**Data under study:**
---*---

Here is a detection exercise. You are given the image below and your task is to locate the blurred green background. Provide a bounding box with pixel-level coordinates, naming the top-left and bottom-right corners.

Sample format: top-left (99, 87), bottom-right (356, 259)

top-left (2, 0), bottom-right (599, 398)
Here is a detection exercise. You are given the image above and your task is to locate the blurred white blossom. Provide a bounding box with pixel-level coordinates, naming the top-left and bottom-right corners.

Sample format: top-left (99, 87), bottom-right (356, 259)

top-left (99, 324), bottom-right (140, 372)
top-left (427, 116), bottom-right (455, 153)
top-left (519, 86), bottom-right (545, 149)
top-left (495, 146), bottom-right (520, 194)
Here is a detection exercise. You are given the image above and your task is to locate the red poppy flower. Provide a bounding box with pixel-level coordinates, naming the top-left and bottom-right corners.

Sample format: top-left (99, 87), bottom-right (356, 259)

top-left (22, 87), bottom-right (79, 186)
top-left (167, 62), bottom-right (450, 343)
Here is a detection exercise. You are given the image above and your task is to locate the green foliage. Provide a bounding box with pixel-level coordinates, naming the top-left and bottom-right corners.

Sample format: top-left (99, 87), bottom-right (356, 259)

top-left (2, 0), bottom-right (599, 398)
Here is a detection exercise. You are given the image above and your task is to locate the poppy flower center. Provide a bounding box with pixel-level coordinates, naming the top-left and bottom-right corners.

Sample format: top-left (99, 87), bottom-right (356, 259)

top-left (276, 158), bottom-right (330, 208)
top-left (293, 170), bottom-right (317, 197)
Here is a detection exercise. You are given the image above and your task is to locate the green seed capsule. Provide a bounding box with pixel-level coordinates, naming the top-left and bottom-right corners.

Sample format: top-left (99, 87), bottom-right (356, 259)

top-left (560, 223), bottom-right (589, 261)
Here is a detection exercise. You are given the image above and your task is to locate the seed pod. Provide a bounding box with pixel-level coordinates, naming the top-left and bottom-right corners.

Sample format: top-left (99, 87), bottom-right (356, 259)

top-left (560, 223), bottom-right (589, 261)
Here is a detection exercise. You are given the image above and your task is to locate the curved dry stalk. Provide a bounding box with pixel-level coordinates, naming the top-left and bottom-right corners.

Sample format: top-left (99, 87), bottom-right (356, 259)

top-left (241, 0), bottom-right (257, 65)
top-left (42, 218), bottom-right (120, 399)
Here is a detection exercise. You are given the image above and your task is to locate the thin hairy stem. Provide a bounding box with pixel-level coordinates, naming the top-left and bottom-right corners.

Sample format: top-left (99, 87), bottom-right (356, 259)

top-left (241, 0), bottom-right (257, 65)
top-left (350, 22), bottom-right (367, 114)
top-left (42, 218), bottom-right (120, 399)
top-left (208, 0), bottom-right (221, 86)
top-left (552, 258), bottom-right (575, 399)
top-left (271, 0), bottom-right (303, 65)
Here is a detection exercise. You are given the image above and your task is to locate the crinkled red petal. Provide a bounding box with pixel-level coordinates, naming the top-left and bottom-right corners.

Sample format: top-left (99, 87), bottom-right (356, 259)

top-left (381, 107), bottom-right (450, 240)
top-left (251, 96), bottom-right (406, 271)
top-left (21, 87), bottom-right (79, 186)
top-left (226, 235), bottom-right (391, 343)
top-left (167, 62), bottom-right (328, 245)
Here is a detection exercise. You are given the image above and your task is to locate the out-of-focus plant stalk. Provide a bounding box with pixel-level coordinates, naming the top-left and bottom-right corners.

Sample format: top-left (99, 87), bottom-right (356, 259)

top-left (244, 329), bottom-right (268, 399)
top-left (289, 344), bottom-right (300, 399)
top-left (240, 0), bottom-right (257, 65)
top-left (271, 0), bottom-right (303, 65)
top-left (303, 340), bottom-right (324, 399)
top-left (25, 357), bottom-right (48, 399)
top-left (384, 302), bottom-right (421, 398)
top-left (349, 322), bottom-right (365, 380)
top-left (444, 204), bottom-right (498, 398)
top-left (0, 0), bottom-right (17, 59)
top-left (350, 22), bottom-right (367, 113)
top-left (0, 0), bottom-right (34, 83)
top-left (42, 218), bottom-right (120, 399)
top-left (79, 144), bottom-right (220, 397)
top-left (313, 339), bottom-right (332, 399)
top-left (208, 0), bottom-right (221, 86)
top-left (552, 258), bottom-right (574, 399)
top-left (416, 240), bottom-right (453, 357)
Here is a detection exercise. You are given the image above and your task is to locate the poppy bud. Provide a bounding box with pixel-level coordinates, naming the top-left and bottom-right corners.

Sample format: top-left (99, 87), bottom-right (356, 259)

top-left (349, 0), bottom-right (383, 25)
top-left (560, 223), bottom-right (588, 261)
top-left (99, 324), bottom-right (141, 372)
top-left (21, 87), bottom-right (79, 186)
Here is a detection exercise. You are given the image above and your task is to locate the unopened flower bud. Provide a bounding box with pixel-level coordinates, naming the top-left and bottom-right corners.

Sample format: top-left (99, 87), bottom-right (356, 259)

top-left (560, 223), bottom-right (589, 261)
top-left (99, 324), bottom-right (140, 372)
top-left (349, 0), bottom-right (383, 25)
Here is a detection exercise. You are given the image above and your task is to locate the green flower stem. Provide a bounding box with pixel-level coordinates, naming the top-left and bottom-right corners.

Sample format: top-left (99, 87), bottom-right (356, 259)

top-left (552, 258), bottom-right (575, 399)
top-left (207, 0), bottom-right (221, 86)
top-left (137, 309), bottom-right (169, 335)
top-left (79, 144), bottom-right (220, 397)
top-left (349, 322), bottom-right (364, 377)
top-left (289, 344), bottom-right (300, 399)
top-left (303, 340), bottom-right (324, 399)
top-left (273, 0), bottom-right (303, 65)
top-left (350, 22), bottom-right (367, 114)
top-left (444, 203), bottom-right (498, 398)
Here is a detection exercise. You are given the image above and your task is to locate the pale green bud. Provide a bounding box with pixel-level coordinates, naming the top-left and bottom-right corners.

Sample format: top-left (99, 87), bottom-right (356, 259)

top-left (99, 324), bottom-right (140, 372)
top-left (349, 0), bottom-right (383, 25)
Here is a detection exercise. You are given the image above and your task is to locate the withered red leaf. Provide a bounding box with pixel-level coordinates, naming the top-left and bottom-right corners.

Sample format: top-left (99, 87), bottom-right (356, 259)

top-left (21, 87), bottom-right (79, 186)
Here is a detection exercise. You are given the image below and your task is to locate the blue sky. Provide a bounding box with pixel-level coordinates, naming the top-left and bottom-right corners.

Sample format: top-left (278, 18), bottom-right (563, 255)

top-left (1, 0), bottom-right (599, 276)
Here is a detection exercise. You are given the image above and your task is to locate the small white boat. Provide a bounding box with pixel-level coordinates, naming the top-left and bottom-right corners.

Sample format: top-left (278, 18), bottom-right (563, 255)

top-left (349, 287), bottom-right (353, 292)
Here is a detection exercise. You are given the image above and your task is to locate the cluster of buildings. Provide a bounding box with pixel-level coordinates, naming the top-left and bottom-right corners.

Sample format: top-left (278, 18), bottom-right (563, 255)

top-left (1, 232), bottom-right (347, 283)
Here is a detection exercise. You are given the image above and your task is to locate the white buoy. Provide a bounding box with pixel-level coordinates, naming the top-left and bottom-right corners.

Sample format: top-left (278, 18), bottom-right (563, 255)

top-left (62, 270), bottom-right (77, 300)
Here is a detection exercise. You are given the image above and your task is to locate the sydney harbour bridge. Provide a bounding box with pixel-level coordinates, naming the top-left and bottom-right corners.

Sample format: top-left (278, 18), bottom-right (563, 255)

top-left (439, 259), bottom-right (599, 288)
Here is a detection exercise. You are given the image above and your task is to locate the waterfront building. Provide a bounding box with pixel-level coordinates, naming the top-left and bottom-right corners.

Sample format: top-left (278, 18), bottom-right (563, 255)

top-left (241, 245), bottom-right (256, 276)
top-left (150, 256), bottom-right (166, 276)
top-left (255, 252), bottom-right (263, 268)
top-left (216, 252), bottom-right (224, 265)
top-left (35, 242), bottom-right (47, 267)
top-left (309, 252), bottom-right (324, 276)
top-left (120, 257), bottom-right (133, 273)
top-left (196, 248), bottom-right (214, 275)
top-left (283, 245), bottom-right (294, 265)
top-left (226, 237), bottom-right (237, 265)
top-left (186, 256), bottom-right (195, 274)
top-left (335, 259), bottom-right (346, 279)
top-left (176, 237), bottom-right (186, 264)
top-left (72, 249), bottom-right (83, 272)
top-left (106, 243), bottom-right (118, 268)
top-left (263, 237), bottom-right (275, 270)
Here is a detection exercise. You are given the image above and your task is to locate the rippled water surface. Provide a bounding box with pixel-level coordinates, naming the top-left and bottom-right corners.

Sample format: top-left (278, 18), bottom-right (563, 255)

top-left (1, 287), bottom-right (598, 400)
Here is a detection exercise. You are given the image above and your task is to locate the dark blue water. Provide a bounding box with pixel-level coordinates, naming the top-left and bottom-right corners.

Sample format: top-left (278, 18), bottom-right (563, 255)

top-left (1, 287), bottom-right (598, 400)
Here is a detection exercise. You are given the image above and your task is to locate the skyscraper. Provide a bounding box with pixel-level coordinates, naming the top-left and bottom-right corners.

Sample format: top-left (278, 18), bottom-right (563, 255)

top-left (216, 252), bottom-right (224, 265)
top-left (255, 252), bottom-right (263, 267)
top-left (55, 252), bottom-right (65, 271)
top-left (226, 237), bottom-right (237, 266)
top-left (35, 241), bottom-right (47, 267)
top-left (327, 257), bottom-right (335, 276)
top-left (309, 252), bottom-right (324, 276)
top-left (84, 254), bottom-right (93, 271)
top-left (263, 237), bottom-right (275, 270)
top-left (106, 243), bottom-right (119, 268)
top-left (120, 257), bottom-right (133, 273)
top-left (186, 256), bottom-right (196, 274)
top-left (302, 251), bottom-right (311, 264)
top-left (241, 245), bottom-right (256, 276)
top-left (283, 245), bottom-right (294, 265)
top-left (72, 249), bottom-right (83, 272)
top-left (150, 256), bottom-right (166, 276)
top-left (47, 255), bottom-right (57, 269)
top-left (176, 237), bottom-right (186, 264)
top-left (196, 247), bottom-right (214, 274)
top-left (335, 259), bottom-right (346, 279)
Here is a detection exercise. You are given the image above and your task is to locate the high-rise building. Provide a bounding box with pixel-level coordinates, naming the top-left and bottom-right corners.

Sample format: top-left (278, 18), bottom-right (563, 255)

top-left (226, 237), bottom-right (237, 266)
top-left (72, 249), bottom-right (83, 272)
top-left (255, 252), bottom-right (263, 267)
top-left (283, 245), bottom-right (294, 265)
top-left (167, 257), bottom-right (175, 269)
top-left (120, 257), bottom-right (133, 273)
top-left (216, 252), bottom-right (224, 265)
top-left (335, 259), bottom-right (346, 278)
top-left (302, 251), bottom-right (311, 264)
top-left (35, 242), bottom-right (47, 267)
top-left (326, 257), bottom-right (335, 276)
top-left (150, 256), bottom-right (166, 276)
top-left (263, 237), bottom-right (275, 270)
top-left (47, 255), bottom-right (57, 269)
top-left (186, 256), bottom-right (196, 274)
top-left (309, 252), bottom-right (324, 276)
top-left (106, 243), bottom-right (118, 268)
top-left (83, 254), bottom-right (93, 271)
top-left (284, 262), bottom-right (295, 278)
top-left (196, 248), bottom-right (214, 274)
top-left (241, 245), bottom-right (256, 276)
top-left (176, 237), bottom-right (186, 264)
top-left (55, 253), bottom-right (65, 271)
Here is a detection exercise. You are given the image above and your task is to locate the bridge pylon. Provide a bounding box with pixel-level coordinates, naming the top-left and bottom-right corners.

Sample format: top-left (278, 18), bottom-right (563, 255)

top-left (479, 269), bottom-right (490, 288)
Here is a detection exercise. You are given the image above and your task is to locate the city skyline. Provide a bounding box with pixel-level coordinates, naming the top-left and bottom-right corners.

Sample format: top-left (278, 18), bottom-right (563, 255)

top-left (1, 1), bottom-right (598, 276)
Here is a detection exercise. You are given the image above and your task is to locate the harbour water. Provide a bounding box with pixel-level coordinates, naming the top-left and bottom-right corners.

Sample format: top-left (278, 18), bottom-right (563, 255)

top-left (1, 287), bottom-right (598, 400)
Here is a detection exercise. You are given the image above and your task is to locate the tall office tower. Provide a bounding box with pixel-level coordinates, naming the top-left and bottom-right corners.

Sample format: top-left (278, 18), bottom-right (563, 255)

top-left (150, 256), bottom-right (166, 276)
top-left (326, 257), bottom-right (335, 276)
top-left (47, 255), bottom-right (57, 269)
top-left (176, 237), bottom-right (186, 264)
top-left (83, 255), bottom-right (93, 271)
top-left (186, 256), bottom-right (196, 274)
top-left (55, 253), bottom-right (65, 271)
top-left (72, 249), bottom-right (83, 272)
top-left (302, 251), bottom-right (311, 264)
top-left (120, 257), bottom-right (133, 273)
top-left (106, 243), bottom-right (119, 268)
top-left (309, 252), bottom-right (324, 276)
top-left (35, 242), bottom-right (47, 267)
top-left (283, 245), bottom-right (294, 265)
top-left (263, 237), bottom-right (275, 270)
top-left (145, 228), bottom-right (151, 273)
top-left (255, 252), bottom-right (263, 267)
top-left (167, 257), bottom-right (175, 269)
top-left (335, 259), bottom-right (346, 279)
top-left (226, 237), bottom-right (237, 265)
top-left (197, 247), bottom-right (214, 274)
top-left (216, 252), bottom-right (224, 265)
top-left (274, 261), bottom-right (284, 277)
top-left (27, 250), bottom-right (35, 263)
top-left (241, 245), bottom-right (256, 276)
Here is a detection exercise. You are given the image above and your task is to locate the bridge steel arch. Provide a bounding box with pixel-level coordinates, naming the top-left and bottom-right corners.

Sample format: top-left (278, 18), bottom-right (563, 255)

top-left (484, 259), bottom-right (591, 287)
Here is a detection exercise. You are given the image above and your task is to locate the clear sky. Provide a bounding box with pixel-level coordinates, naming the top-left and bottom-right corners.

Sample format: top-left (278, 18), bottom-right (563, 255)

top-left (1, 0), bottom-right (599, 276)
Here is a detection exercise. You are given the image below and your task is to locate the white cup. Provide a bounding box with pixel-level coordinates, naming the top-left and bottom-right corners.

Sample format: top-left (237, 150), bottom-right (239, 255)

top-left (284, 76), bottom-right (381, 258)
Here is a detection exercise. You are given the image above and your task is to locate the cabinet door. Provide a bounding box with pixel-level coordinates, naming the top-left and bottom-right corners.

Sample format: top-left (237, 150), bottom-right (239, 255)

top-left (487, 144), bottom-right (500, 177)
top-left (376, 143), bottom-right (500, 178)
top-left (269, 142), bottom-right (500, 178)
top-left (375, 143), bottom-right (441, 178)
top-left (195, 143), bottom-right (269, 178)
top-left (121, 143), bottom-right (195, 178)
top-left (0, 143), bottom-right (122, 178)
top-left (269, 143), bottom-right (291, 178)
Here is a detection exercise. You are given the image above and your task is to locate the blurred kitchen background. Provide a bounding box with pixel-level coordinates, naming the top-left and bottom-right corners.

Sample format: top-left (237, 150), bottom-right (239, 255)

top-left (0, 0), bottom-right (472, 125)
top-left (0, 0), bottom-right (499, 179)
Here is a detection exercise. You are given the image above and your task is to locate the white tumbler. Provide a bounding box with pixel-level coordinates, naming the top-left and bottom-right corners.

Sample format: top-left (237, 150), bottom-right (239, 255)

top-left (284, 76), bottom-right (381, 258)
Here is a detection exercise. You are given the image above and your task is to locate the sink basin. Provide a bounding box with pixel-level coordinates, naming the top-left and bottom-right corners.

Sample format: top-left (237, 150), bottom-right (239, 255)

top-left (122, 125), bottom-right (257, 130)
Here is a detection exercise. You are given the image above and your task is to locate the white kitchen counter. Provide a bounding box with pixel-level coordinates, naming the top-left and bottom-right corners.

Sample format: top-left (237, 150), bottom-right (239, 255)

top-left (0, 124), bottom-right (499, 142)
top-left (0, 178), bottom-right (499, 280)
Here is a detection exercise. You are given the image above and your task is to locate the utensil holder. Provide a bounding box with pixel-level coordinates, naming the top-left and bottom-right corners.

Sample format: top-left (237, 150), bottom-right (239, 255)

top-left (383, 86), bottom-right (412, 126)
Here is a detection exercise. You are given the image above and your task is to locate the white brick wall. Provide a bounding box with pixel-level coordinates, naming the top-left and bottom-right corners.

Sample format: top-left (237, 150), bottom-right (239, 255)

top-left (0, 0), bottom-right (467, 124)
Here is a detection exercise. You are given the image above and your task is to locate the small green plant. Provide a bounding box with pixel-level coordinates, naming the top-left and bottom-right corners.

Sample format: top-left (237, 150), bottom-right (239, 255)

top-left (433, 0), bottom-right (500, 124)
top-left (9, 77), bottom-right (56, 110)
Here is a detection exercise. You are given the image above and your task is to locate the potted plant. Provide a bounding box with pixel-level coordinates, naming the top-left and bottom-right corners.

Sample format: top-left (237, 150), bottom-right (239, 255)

---*---

**Assignment:**
Only the lines from the first line of the records through the line containing "locate the seed" should be repeated, exactly as they appear.

**Finished task:**
Here is a detection exercise. You are given the image below and your task is to locate the blurred green background. Provide a bounding box with pixel-level coordinates, naming the top-left and bottom-right corners.

Sample format: top-left (99, 87), bottom-right (356, 259)

top-left (2, 0), bottom-right (599, 398)
Here is a detection exercise. You are given the image above and your task is to locate the blurred white blossom. Provide a bounding box with pixel-level coordinates, naming the top-left and bottom-right corners.

Sample format: top-left (99, 87), bottom-right (356, 259)

top-left (99, 324), bottom-right (140, 372)
top-left (427, 116), bottom-right (455, 153)
top-left (519, 86), bottom-right (545, 149)
top-left (495, 146), bottom-right (520, 194)
Here is a detection exercise. You are given the image above and your task is to locate the red poppy flower. Provide a bounding box with pixel-level coordinates, naming the top-left and bottom-right corners.

Sample format: top-left (99, 87), bottom-right (356, 259)

top-left (22, 87), bottom-right (79, 186)
top-left (167, 62), bottom-right (450, 343)
Here is a detection exercise. You are given the image above and your task is to locate the green foliage. Provide a bounding box with pixel-level coordinates, naming the top-left and bottom-right corners.

Sample format: top-left (99, 87), bottom-right (356, 259)

top-left (2, 0), bottom-right (599, 398)
Here is a detection exercise. You are given the image above and your task is to locate the poppy flower center. Provide a bounding box with pixel-level coordinates, naming the top-left and bottom-right corners.

Sample format: top-left (99, 87), bottom-right (356, 259)

top-left (276, 158), bottom-right (330, 208)
top-left (293, 170), bottom-right (317, 197)
Here is a detection exercise. You are given the image above and your task is to locate the green seed capsule. Provide a bounding box with pixel-level coordinates, naming the top-left and bottom-right corners.

Sample format: top-left (99, 87), bottom-right (356, 259)

top-left (560, 223), bottom-right (589, 261)
Here is a detection exercise. You are given the image above and your task is to locate the seed pod. Provide a bounding box with pixel-level coordinates, naming the top-left and bottom-right corners.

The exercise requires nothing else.